# WORK REQUIRED
Recast the rows below as a JSON list of strings with one string per line, skipping blank lines. Include only the lines from the line with "of the dense" to the line with "column 594, row 344", both of them included.

# Raw records
===

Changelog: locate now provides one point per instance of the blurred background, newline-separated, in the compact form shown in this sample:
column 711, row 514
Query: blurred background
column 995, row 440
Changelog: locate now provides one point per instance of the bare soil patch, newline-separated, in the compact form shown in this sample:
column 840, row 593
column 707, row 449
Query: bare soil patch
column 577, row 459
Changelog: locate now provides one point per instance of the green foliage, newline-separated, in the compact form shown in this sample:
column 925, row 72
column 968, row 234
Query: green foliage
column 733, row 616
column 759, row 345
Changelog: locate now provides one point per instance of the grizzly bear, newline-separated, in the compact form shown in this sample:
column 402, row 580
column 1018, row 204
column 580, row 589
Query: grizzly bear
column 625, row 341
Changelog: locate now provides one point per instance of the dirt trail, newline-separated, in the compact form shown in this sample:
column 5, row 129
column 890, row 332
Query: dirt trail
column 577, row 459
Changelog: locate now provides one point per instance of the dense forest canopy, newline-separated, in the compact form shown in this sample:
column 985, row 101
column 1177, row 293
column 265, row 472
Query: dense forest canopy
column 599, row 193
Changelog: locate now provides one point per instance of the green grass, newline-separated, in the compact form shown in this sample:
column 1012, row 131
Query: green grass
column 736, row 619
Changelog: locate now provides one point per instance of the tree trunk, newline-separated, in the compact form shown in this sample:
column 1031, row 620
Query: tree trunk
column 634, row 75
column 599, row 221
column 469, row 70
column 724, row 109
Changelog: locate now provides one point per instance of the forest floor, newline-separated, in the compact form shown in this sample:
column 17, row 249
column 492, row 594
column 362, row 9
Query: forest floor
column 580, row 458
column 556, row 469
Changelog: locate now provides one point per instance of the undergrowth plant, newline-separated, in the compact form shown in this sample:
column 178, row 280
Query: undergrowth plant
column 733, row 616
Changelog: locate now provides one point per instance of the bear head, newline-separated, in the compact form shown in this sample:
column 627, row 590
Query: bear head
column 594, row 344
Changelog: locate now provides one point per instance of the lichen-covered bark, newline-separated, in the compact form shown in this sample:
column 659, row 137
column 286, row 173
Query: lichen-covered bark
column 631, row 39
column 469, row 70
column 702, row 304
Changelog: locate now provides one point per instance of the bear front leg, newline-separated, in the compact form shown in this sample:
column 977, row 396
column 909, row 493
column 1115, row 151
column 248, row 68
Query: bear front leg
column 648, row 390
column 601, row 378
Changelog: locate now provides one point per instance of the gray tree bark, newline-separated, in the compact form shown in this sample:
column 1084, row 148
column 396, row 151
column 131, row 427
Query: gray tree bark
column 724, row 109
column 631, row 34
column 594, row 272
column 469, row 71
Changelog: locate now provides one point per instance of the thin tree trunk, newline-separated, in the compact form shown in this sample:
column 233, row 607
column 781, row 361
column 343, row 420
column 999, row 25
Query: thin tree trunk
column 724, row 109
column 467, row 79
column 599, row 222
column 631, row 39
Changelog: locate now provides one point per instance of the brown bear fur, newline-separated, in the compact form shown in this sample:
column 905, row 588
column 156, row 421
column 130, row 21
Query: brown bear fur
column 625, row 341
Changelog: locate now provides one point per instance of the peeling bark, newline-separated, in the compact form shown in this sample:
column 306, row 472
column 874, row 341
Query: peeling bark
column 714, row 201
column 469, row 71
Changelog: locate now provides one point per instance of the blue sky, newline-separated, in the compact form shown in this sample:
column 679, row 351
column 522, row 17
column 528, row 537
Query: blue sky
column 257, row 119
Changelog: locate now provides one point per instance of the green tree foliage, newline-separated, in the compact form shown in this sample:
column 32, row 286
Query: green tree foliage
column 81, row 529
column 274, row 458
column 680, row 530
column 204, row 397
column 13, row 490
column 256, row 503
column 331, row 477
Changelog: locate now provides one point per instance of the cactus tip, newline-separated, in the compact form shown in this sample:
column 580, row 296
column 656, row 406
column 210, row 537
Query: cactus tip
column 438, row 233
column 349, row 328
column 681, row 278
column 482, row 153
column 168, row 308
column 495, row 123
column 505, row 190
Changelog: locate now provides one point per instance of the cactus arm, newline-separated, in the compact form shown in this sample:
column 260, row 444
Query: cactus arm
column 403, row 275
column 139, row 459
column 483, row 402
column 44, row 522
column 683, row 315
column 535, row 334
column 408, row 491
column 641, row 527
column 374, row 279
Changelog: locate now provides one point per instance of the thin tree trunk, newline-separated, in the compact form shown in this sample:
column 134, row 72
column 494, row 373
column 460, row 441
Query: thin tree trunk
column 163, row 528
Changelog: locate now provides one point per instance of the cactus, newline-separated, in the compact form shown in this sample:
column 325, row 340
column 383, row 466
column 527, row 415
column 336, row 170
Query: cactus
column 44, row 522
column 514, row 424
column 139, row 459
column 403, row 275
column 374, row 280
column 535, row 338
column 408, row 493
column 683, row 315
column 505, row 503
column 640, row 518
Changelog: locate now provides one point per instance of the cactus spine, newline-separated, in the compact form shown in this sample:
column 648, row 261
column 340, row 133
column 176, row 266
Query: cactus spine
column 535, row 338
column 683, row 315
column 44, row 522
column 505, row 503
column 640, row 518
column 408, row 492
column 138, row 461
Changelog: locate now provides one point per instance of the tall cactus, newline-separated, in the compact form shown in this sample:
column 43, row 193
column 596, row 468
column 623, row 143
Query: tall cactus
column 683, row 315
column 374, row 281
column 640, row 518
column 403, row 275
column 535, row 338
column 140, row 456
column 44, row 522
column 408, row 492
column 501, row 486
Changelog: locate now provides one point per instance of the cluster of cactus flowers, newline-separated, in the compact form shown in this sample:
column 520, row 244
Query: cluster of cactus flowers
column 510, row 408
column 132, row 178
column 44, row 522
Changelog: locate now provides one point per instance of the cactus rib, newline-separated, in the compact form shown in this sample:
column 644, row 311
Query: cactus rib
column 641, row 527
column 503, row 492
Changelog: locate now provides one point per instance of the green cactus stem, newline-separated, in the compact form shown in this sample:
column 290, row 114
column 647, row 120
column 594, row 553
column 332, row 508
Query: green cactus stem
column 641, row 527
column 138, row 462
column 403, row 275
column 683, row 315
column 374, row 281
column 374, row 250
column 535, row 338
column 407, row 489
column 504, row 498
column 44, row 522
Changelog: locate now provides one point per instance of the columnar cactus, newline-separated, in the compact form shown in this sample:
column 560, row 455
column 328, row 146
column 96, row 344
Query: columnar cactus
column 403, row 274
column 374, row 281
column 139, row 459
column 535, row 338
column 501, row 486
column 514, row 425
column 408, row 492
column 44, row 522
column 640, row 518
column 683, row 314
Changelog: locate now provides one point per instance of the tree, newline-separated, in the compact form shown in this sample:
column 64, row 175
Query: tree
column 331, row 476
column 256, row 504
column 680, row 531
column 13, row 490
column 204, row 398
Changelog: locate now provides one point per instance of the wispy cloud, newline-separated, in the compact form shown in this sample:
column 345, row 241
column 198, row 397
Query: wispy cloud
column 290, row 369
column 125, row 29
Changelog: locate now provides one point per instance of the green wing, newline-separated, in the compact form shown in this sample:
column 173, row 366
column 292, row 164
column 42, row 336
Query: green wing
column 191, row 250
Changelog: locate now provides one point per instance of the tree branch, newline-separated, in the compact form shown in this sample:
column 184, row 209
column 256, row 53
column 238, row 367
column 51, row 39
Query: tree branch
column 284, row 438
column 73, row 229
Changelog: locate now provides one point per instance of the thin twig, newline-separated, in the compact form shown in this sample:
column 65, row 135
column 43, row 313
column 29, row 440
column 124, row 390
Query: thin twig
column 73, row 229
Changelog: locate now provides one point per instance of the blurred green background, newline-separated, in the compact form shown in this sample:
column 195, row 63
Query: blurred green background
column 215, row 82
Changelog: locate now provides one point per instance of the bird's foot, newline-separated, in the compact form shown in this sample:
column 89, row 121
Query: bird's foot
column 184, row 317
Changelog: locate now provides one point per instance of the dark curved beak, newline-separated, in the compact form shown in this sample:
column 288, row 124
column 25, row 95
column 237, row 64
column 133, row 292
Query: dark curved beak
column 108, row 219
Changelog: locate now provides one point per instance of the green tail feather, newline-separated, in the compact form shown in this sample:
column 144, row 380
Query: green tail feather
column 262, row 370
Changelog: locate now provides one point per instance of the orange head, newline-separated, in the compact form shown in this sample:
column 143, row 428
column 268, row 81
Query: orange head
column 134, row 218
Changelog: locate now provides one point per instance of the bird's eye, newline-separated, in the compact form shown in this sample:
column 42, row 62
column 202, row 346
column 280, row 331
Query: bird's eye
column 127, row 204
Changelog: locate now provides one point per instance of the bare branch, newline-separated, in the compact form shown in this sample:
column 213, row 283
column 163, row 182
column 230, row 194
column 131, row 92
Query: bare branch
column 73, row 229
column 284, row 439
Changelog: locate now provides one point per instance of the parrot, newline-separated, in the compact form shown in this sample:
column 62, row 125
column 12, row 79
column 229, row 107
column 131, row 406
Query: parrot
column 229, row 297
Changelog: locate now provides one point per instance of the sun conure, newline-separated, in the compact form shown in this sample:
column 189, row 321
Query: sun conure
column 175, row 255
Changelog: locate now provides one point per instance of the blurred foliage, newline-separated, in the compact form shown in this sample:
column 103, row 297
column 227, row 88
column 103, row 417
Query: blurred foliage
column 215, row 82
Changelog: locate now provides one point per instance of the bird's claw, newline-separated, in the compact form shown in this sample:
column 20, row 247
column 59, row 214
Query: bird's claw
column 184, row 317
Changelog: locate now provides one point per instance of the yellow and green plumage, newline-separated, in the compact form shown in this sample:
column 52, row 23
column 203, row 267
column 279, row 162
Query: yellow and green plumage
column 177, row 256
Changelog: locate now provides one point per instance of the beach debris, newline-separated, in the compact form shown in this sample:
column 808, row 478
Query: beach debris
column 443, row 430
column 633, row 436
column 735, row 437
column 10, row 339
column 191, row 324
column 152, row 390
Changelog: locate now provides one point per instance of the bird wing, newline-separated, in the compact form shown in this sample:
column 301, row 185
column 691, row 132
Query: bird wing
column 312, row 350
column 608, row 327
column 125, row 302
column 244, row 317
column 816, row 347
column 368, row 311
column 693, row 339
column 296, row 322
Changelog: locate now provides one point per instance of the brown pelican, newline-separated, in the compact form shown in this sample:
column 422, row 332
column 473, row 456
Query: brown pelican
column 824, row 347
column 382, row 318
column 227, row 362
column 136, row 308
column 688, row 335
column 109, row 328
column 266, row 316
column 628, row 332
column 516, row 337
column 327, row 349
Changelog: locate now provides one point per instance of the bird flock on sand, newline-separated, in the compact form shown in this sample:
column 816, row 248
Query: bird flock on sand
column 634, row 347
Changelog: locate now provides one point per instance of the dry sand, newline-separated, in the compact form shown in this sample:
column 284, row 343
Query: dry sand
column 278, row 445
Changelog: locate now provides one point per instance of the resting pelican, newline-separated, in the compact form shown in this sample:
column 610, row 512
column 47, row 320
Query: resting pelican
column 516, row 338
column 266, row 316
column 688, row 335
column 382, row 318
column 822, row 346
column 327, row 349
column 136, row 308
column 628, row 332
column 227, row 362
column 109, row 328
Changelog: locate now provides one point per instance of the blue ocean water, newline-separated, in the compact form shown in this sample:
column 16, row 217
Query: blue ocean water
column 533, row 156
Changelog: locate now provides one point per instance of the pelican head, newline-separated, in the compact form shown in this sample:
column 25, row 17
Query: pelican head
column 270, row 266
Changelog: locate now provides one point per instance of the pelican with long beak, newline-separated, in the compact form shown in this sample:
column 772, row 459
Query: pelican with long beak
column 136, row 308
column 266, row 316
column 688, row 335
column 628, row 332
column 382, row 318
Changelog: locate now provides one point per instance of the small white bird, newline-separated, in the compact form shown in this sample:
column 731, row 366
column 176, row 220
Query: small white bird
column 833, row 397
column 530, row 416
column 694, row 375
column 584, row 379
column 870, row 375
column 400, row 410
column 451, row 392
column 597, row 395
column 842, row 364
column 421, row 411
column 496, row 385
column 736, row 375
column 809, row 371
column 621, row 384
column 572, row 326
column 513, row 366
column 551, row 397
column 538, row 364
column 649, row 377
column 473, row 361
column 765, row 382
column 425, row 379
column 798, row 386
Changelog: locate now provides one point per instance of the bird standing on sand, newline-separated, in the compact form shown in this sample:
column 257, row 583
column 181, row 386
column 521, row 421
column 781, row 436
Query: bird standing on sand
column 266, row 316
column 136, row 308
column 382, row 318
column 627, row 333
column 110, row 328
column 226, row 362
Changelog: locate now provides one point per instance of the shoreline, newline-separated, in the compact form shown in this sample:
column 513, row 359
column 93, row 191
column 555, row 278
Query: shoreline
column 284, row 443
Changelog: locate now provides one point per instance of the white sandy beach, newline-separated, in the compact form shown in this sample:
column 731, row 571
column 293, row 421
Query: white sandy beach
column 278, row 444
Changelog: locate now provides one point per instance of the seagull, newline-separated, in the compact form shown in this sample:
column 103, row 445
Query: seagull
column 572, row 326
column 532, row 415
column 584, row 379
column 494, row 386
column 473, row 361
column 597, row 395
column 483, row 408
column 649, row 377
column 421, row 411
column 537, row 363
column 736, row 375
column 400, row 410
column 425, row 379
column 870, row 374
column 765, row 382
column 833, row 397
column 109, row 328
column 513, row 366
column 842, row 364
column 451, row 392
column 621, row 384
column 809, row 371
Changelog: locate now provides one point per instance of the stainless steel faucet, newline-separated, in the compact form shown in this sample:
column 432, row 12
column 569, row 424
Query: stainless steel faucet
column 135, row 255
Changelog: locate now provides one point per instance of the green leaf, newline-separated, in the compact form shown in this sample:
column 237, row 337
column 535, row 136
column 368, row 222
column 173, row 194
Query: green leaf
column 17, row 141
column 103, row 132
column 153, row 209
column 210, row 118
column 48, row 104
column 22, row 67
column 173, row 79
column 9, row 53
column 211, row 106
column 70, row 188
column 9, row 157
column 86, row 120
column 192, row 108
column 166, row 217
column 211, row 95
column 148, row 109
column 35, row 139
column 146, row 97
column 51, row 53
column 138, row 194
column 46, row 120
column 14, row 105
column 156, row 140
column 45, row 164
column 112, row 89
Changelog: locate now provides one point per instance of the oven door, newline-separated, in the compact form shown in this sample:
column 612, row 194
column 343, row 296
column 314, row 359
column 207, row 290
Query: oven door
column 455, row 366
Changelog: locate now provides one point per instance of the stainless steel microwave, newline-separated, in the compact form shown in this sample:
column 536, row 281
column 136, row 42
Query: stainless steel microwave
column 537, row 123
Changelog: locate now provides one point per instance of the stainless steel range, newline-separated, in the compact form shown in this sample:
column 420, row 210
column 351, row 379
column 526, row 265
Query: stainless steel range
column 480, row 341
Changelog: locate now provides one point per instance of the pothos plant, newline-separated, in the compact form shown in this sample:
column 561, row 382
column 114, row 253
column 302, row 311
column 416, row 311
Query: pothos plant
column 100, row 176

===

# FULL RESPONSE
[
  "Changelog: locate now provides one point per instance of the dense forest canopy, newline-separated, in the compact form shown in this sample:",
  "column 985, row 101",
  "column 1177, row 293",
  "column 265, row 472",
  "Query: dense forest canopy",
  "column 599, row 193",
  "Changelog: locate now provides one point per instance of the green grass, newline-separated, in the compact form shown in this sample:",
  "column 1012, row 131",
  "Query: green grass",
  "column 736, row 619",
  "Changelog: locate now provides one point per instance of the tree trunk, newline-separated, in the compact form shown in this sample:",
  "column 1031, row 620",
  "Query: tree trunk",
  "column 634, row 75",
  "column 599, row 221",
  "column 469, row 70",
  "column 724, row 109",
  "Changelog: locate now provides one point per instance of the forest floor, newline-separated, in the compact form shown in this sample:",
  "column 17, row 249",
  "column 492, row 594",
  "column 362, row 9",
  "Query: forest floor",
  "column 580, row 458",
  "column 556, row 469",
  "Changelog: locate now provides one point per instance of the undergrowth plant, newline-separated, in the compact form shown in this sample:",
  "column 178, row 280",
  "Query: undergrowth plant",
  "column 733, row 616",
  "Changelog: locate now provides one point per instance of the bear head, newline-separated, in the compact form shown in this sample:",
  "column 627, row 590",
  "Query: bear head",
  "column 594, row 344"
]